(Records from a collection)
• • • • • • •

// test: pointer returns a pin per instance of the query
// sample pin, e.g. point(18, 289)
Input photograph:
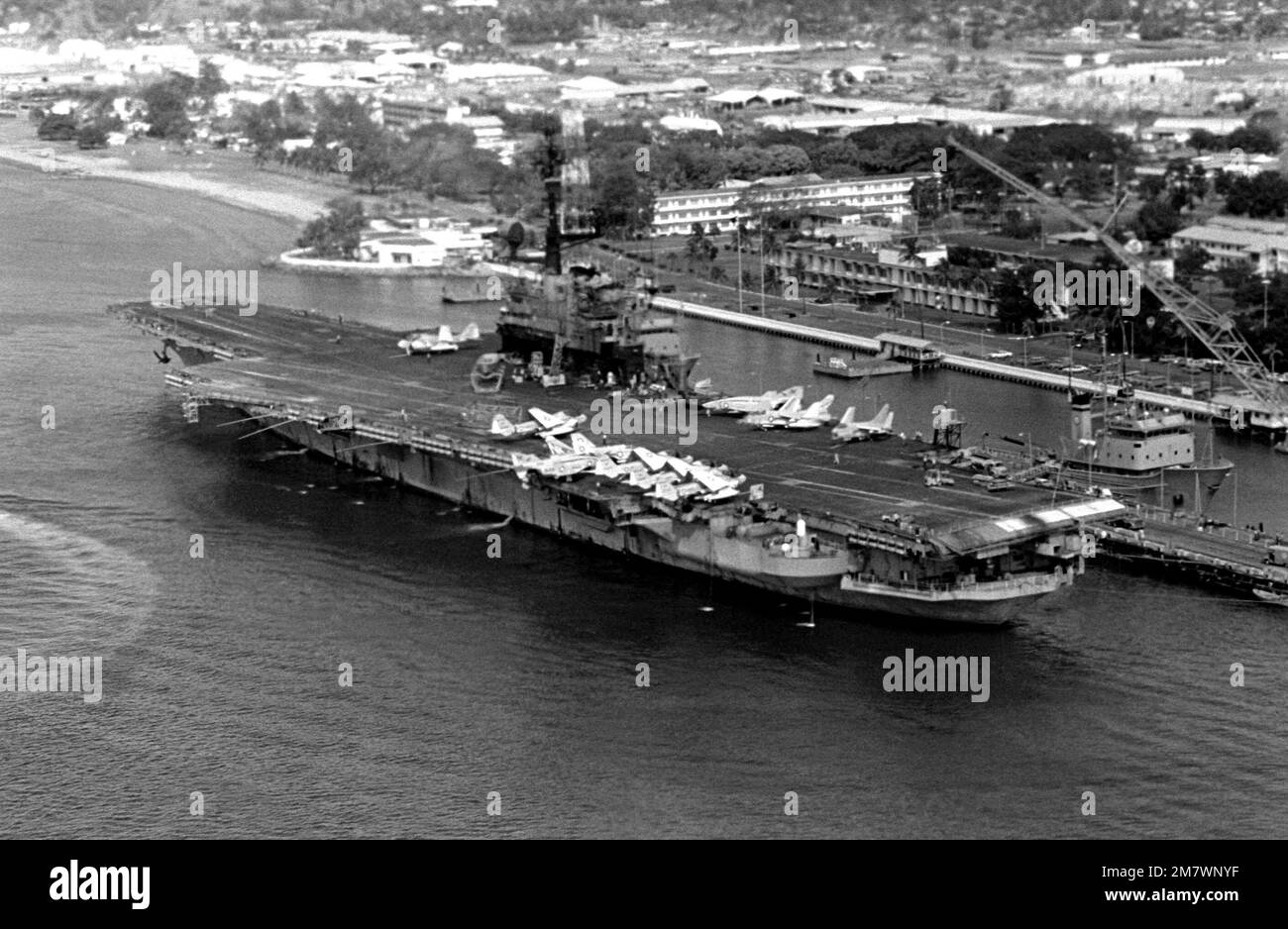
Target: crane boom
point(1215, 330)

• • • • • • •

The task:
Can you quote the listing above line for line, leaving out the picture?

Correct response:
// test: pointer returns a pin per instance of the query
// sample pin, e.g. point(18, 289)
Input photograph:
Target: crane boom
point(1215, 330)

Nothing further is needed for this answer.